Excerpts of pointing data:
_ _ _ _

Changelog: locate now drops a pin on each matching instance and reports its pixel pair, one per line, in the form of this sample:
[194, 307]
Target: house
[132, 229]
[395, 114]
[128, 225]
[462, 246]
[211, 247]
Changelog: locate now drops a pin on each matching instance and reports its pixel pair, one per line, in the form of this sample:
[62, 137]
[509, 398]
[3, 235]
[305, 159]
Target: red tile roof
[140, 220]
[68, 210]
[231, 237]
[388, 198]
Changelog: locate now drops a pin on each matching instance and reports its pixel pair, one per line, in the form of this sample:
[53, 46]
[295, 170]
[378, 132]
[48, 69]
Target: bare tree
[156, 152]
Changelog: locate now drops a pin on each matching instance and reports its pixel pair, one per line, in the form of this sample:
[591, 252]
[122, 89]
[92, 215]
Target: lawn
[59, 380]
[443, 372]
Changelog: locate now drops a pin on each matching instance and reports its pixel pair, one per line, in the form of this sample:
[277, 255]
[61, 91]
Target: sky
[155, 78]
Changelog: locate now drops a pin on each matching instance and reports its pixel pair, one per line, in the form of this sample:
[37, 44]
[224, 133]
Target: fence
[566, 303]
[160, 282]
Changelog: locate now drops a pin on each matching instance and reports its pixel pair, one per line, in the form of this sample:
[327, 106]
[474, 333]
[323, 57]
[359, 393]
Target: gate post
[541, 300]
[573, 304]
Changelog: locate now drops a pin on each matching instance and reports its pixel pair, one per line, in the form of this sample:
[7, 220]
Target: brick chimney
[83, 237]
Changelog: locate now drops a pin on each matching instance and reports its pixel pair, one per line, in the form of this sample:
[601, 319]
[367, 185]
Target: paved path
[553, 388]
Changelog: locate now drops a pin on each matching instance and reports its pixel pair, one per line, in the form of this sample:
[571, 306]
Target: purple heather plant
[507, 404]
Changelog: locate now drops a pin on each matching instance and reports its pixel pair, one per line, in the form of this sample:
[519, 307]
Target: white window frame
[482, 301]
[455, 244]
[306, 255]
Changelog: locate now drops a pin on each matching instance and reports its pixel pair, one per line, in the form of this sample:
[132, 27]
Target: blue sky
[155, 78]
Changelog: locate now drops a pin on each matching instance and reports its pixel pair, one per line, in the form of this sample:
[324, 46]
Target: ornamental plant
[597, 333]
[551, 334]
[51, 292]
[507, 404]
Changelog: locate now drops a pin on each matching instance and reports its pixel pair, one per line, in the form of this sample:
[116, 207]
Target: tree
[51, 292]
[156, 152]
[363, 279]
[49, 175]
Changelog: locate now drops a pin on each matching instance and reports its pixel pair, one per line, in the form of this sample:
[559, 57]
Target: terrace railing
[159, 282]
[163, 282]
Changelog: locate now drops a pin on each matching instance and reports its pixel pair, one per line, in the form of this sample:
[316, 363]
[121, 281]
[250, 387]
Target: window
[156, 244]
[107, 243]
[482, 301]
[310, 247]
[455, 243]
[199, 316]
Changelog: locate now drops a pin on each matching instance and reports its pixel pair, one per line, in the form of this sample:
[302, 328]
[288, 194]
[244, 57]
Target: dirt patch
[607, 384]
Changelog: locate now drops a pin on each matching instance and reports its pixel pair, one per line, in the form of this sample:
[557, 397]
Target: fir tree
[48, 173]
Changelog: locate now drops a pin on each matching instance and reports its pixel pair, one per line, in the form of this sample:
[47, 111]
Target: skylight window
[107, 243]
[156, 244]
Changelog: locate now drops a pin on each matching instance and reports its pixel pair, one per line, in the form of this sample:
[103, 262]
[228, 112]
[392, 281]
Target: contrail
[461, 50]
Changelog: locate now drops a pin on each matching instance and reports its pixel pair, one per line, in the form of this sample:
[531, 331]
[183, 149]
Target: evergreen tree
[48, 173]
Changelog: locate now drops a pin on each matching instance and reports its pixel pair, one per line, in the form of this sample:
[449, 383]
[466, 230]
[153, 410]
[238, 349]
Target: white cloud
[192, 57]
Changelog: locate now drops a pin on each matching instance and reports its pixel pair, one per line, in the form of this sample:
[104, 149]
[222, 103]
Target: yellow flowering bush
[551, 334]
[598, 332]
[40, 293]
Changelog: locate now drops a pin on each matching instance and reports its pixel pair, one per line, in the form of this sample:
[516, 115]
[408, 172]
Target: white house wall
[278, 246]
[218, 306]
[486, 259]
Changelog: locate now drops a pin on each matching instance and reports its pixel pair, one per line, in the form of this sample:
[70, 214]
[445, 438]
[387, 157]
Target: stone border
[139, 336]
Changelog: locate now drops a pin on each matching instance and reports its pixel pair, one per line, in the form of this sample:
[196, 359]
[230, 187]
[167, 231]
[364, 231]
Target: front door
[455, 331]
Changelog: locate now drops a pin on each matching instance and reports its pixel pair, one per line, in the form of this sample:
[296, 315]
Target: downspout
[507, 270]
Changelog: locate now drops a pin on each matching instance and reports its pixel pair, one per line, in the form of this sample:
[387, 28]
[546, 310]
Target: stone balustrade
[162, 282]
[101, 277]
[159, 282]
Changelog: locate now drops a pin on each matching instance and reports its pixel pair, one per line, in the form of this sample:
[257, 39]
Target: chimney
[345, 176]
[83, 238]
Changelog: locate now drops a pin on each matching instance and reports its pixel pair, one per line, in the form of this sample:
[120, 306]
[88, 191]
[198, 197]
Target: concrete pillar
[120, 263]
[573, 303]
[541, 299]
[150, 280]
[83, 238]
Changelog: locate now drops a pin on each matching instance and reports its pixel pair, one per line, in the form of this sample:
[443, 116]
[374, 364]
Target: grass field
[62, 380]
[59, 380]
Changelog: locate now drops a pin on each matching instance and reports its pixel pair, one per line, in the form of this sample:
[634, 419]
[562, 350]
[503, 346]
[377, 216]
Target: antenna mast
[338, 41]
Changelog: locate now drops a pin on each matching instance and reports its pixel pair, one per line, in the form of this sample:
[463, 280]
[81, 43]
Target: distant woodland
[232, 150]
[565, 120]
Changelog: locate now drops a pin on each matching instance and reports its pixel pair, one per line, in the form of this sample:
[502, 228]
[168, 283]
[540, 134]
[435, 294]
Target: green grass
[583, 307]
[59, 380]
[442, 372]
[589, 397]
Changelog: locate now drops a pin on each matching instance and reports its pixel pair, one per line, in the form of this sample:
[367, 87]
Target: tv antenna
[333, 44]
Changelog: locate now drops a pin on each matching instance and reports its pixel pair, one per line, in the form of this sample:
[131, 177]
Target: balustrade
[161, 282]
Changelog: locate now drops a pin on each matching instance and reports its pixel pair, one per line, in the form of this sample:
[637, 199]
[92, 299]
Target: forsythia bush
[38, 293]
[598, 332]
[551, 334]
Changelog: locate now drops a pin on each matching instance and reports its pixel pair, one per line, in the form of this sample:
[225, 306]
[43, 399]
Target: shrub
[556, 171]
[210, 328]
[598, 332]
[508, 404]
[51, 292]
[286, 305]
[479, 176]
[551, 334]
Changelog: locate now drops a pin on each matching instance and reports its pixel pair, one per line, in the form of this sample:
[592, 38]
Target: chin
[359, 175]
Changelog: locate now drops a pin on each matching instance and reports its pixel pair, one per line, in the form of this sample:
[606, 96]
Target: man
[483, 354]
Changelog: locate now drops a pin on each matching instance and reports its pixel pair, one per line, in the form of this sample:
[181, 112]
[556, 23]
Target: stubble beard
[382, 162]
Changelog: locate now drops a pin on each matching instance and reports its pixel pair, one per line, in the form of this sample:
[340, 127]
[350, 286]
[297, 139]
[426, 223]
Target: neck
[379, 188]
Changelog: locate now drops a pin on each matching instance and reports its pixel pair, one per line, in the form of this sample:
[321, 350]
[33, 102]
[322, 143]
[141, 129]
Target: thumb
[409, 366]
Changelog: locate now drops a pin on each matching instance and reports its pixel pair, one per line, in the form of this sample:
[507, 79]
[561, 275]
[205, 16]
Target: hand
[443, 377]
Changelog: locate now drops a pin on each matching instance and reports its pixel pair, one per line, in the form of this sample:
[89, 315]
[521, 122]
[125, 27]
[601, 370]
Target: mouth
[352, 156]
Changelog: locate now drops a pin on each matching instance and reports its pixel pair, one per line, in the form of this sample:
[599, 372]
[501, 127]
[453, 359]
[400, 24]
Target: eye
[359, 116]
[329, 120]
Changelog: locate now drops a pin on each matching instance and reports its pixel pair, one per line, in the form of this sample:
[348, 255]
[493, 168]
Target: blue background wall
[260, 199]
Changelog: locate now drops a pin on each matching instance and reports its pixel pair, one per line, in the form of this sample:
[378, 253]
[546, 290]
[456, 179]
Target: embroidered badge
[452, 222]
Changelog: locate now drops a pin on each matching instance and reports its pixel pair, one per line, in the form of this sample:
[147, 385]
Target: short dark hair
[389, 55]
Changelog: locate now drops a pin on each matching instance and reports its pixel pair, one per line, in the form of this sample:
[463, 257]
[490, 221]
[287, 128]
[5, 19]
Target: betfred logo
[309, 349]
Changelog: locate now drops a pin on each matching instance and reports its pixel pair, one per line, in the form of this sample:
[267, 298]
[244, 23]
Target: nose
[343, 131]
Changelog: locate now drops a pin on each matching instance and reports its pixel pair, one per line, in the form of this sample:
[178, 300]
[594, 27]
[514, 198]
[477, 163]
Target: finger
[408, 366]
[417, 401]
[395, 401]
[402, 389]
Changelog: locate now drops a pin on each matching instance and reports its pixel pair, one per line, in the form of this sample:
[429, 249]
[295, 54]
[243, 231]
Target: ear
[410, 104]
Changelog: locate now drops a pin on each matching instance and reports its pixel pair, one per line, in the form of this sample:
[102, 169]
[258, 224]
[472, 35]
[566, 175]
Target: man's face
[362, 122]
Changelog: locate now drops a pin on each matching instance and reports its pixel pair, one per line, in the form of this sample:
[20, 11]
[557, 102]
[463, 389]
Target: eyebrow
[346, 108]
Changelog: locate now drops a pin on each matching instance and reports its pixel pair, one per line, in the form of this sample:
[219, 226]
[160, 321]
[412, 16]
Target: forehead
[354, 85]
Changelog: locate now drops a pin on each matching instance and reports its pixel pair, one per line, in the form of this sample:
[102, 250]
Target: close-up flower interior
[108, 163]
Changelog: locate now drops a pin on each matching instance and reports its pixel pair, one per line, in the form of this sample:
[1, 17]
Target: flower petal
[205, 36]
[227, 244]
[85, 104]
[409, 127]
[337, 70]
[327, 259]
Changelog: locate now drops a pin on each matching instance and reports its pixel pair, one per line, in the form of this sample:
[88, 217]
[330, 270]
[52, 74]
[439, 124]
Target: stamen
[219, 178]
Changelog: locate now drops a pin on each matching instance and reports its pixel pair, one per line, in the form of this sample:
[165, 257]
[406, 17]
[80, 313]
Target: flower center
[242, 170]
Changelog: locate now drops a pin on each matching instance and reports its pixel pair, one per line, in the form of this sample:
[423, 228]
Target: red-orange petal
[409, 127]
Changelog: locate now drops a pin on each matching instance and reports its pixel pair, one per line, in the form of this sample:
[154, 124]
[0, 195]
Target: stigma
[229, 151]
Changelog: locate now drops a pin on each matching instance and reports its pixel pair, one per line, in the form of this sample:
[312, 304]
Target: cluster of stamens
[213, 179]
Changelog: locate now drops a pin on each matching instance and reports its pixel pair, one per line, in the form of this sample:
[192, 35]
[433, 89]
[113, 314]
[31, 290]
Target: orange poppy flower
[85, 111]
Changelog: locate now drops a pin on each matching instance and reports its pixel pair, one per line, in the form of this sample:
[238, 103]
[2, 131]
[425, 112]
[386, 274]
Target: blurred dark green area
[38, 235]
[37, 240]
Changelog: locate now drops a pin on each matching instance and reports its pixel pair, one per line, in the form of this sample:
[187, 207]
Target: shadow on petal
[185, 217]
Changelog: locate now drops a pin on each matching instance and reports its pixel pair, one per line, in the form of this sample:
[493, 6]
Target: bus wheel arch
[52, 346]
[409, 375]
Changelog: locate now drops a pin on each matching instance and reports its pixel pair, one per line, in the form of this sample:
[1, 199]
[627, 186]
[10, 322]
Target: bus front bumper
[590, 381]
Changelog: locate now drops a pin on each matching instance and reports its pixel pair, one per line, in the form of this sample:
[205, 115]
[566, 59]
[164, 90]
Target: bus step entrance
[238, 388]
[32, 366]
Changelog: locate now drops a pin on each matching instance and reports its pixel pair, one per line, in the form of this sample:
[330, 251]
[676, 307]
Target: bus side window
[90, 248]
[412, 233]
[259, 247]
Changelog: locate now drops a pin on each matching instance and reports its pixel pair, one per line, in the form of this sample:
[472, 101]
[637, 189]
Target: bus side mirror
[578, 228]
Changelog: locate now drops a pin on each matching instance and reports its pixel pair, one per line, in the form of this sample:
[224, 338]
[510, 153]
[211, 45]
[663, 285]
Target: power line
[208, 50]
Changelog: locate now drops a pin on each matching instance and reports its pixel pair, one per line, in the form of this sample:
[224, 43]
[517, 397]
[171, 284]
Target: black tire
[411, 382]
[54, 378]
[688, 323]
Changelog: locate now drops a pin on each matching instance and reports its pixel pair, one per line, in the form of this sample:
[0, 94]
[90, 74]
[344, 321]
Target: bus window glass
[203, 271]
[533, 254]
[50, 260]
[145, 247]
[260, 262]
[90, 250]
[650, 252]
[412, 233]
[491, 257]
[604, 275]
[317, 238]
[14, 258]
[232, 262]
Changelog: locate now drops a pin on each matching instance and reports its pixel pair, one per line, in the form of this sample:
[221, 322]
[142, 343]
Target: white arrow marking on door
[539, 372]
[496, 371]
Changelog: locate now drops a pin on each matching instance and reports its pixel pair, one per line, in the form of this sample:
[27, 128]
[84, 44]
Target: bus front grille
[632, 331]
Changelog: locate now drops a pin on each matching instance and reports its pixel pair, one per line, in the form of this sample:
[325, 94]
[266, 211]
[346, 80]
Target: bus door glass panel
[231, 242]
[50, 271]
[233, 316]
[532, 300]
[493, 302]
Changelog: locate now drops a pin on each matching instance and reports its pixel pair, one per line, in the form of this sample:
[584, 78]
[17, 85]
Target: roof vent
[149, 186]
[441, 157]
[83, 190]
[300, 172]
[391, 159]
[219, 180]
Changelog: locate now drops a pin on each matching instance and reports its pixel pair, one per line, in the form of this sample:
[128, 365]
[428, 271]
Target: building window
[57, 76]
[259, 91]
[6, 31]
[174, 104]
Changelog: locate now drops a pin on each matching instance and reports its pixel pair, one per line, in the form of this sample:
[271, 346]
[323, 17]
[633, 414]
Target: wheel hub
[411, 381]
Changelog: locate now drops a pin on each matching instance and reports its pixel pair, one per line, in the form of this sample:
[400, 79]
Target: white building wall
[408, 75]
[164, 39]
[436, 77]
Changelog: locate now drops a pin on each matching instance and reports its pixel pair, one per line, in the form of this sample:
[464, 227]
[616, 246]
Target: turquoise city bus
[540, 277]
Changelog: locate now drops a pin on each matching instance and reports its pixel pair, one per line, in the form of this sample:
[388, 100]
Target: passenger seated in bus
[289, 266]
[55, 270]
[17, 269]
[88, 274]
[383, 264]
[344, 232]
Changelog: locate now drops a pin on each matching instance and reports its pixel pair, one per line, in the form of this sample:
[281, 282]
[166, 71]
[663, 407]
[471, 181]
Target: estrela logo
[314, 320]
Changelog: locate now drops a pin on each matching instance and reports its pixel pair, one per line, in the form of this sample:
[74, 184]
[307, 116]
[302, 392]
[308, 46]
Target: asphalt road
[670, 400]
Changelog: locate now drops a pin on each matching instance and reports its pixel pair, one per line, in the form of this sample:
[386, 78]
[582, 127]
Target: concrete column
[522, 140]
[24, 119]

_ _ _ _

# Task description
Count the lines of the records that contain the string "stone", with case counting, and reply with the number alone.

# Complete answer
2